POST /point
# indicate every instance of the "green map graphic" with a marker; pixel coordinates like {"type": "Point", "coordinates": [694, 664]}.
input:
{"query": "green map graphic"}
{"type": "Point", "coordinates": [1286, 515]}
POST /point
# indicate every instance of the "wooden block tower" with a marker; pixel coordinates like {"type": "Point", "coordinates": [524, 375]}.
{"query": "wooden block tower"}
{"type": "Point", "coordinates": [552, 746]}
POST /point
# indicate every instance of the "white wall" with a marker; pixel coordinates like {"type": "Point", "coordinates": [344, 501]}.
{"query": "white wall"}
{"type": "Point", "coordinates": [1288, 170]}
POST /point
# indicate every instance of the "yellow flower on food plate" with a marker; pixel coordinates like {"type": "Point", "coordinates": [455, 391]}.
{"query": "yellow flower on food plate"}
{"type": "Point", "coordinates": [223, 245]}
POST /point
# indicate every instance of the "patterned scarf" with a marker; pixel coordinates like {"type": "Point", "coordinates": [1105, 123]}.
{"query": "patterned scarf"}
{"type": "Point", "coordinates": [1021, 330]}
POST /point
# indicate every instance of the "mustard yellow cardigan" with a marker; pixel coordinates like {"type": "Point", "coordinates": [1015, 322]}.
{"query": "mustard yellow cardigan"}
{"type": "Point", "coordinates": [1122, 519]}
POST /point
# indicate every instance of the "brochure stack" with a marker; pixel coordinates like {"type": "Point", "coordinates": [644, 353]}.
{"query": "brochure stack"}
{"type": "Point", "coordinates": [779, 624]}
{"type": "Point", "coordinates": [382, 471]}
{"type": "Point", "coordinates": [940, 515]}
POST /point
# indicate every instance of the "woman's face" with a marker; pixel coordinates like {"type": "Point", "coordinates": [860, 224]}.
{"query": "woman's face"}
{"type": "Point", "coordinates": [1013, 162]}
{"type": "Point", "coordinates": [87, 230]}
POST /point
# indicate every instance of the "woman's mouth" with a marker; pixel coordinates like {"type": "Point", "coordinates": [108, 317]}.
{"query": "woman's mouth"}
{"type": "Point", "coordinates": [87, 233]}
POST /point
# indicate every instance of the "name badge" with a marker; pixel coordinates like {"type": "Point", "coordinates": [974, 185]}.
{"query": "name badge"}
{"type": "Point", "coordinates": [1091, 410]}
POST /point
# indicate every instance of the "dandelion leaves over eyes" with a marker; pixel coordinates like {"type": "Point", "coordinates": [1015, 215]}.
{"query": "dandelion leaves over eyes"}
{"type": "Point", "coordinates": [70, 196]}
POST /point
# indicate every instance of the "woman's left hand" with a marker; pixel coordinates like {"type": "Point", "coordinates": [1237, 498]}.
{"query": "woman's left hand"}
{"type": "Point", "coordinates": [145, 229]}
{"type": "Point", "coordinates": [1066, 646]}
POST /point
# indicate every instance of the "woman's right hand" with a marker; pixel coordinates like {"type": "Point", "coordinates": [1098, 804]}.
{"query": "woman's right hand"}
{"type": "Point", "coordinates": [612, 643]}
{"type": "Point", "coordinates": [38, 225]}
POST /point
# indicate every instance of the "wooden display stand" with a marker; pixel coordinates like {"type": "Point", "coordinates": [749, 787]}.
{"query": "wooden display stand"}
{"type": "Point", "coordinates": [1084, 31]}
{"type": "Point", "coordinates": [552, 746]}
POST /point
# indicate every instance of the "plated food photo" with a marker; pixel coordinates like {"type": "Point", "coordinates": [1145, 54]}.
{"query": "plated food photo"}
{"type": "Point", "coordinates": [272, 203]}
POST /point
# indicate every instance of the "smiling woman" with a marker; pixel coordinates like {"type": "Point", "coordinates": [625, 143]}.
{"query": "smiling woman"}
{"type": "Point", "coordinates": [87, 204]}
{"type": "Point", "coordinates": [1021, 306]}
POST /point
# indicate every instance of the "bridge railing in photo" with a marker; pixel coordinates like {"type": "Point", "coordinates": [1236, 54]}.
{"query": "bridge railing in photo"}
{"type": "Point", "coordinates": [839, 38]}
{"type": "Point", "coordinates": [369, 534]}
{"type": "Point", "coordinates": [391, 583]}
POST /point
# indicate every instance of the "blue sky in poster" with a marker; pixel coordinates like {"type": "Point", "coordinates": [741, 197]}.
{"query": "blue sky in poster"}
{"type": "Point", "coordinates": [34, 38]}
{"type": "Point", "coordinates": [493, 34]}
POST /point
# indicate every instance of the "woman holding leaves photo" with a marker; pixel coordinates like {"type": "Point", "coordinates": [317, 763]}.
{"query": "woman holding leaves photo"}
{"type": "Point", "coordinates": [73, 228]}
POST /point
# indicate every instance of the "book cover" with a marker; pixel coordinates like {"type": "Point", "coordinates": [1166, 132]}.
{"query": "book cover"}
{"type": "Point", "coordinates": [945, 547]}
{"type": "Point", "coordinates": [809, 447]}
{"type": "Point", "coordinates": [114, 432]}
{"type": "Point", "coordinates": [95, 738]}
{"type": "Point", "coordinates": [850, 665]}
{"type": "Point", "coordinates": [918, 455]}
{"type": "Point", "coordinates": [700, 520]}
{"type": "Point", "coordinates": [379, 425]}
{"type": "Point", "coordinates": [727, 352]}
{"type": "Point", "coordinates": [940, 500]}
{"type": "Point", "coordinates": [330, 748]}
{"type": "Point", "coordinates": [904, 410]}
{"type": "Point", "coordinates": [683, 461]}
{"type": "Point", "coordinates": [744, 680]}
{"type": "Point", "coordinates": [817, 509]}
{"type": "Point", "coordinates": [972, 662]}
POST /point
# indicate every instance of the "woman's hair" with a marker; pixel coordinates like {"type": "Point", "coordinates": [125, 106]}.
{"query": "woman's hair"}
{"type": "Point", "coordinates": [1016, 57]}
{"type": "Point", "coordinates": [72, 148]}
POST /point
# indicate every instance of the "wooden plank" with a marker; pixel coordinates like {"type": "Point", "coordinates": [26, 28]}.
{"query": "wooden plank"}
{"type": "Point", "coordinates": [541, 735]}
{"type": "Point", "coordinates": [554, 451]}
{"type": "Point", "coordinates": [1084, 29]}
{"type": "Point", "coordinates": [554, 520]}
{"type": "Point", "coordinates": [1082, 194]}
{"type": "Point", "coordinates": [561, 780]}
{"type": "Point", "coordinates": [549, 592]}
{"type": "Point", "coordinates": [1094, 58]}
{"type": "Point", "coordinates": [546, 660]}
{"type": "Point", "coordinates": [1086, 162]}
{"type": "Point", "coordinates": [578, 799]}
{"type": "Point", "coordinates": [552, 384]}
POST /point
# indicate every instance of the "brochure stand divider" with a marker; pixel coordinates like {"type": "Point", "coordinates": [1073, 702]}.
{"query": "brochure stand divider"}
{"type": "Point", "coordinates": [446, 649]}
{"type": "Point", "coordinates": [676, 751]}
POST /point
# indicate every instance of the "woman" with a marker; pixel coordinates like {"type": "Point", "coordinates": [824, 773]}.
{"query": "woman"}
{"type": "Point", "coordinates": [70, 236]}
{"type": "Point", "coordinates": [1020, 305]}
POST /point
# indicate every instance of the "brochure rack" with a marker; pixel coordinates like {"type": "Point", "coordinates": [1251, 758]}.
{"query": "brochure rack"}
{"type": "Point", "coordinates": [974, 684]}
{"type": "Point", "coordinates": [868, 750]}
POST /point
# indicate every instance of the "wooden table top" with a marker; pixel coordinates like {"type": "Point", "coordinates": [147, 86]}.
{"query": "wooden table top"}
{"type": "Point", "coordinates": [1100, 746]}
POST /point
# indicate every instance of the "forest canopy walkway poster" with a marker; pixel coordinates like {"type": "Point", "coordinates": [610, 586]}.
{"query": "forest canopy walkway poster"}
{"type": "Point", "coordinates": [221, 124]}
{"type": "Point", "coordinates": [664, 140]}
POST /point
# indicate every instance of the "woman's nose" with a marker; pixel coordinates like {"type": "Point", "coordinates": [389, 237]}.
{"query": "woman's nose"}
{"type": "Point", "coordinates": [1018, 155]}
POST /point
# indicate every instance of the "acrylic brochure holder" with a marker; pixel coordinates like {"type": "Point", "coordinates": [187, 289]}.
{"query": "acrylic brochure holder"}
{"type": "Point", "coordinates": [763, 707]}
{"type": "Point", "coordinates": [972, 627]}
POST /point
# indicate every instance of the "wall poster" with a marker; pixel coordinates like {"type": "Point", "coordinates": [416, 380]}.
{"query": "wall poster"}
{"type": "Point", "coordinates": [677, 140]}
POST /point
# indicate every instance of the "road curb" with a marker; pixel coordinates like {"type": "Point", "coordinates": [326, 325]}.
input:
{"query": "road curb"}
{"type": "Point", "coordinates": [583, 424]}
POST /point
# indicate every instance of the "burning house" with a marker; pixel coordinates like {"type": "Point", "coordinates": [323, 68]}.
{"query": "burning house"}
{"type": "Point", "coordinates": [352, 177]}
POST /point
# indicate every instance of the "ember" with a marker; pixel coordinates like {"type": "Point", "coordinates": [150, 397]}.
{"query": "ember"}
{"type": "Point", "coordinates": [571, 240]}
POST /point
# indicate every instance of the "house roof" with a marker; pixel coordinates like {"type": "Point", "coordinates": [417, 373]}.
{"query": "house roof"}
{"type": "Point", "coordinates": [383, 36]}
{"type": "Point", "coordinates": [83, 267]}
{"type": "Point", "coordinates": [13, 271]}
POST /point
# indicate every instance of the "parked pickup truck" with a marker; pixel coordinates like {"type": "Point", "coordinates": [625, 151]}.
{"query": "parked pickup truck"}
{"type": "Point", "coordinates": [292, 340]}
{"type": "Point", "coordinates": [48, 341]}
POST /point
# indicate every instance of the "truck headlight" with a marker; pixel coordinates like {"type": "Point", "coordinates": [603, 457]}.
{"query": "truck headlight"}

→ WHAT YOU WILL DO
Extract each line of the listing above that contains the string "cover". Matching is case-sensitive.

→ THE REPLY
# indicate every instance of the "book cover" with a marker; pixel coordinates like {"type": "Point", "coordinates": [1166, 132]}.
{"query": "book cover"}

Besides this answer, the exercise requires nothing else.